Task instructions: Only one stretch of the data below is wanted: the lines from the one with "Note: point at the leafy" through the one with "Note: point at the road", repeated exactly.

*** Data shown ***

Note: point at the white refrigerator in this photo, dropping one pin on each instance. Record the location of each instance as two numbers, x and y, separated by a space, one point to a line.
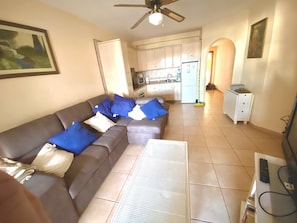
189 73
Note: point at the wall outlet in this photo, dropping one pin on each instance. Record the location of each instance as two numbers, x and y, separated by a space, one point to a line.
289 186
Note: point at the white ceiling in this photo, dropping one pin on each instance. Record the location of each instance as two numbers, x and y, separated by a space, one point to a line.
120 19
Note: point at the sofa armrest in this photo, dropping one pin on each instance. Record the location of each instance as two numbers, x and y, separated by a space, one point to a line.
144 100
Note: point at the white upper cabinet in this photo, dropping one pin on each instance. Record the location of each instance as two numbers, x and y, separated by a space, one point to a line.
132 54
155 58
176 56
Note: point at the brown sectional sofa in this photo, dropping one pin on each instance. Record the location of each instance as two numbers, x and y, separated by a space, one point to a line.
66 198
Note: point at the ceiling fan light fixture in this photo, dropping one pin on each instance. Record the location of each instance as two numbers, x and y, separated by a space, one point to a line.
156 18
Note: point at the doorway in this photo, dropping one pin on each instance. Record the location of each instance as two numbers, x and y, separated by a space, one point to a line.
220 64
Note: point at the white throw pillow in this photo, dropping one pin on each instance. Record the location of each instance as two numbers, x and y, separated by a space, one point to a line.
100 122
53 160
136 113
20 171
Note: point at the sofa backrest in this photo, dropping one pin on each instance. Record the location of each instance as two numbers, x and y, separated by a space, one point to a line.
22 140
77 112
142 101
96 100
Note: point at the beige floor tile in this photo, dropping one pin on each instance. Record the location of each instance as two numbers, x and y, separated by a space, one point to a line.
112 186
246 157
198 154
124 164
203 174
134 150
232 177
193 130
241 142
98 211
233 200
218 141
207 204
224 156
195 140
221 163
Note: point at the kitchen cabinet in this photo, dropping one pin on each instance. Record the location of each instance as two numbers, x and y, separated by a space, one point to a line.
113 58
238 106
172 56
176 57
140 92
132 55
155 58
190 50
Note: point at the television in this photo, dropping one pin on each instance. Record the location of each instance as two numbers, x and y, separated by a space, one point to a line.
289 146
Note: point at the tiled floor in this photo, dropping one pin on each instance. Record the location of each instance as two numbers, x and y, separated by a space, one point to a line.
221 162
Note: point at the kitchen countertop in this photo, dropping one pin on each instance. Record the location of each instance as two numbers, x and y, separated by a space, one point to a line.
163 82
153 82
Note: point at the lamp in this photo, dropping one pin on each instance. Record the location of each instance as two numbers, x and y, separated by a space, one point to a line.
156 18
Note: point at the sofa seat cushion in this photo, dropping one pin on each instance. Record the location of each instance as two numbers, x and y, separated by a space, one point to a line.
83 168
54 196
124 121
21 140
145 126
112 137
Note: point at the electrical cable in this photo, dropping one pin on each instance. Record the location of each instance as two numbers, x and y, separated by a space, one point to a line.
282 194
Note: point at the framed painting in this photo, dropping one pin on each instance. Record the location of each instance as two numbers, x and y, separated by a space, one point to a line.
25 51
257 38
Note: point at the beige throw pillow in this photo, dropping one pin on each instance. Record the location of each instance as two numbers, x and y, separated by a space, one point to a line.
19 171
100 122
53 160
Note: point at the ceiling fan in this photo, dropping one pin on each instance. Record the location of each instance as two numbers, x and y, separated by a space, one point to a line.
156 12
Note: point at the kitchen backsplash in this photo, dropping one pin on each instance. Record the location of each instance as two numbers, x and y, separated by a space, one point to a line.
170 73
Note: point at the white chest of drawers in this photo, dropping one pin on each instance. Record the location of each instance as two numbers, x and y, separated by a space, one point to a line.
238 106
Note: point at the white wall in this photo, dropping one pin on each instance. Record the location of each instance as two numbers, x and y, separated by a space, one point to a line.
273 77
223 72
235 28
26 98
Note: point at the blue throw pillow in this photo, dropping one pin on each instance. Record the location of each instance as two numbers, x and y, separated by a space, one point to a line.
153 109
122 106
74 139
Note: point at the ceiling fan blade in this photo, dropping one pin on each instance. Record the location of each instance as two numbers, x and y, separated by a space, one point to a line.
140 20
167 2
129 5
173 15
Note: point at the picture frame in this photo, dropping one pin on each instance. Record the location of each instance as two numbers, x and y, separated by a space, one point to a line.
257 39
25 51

*** End of Data shown ***
*** Data shown ***

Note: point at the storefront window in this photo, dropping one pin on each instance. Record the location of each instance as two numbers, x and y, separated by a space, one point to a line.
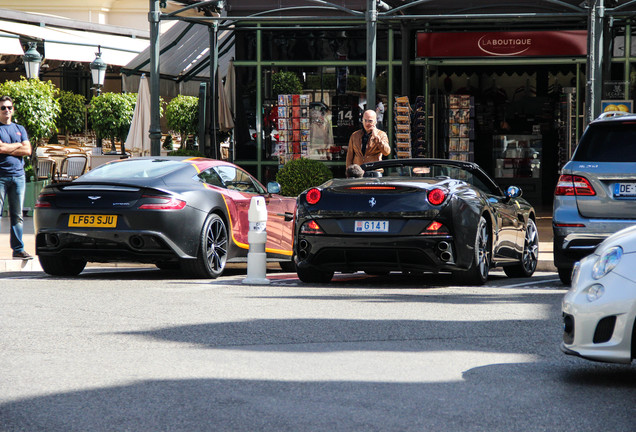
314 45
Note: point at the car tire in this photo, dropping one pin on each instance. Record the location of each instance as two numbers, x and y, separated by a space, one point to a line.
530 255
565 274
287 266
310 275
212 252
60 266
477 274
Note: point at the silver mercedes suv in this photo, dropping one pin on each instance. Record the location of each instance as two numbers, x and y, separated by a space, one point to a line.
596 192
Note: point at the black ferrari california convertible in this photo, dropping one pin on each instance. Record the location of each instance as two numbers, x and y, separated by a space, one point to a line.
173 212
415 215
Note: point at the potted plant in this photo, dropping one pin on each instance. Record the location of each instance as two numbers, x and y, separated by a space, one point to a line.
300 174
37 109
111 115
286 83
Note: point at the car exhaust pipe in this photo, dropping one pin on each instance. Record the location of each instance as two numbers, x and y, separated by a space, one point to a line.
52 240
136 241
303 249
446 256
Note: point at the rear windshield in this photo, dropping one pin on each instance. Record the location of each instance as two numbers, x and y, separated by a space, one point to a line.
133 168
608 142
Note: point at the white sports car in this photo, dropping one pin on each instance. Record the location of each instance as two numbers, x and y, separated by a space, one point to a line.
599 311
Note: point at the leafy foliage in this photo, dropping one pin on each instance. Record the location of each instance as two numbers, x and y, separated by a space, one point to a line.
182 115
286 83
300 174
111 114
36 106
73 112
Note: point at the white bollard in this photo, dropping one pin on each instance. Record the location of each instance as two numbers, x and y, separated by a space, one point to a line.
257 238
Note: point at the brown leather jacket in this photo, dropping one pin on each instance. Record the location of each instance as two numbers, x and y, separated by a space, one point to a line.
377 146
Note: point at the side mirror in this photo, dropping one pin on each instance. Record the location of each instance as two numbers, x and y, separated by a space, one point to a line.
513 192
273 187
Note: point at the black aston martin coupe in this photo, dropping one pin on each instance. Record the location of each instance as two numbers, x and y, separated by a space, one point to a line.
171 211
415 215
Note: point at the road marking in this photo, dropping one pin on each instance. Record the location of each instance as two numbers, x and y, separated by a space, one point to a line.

*** End of Data shown ***

Result of this task:
Note: point at the leafy foliage in this photo, dropping one pin on each instance. Record the location of each instance as two numbers, x and y, separated by a space, one point to a line.
182 115
286 83
300 174
111 114
36 106
73 112
Note: point at the white bollard in this photo, dropping one pin on each instance. Record the location of each instance as two numbers, x and y, separated by a space, one point to a line.
257 238
Note: point at the brown leather jacket in this photo, dropping one pin on each instance. Record the location of each instance as two numbers, x and y, separated by a space, one point to a line.
377 146
Note: point at the side mirror in this photo, dropping one pin on each instance. Record the location of each instance as two numbers, x and y, separated by a space, one point to a line.
513 192
273 187
Note: point at the black aston martin coupe in this photo, dropping one pin on each instance. Record the location of each instance as two numbers, x and y, separated by a space, one point to a line.
171 211
415 215
Note: point at the road marking in this photo, dropping one pin on each instance. Record the location of each instance as two numbers, x and y, separated by a space, one point to a line.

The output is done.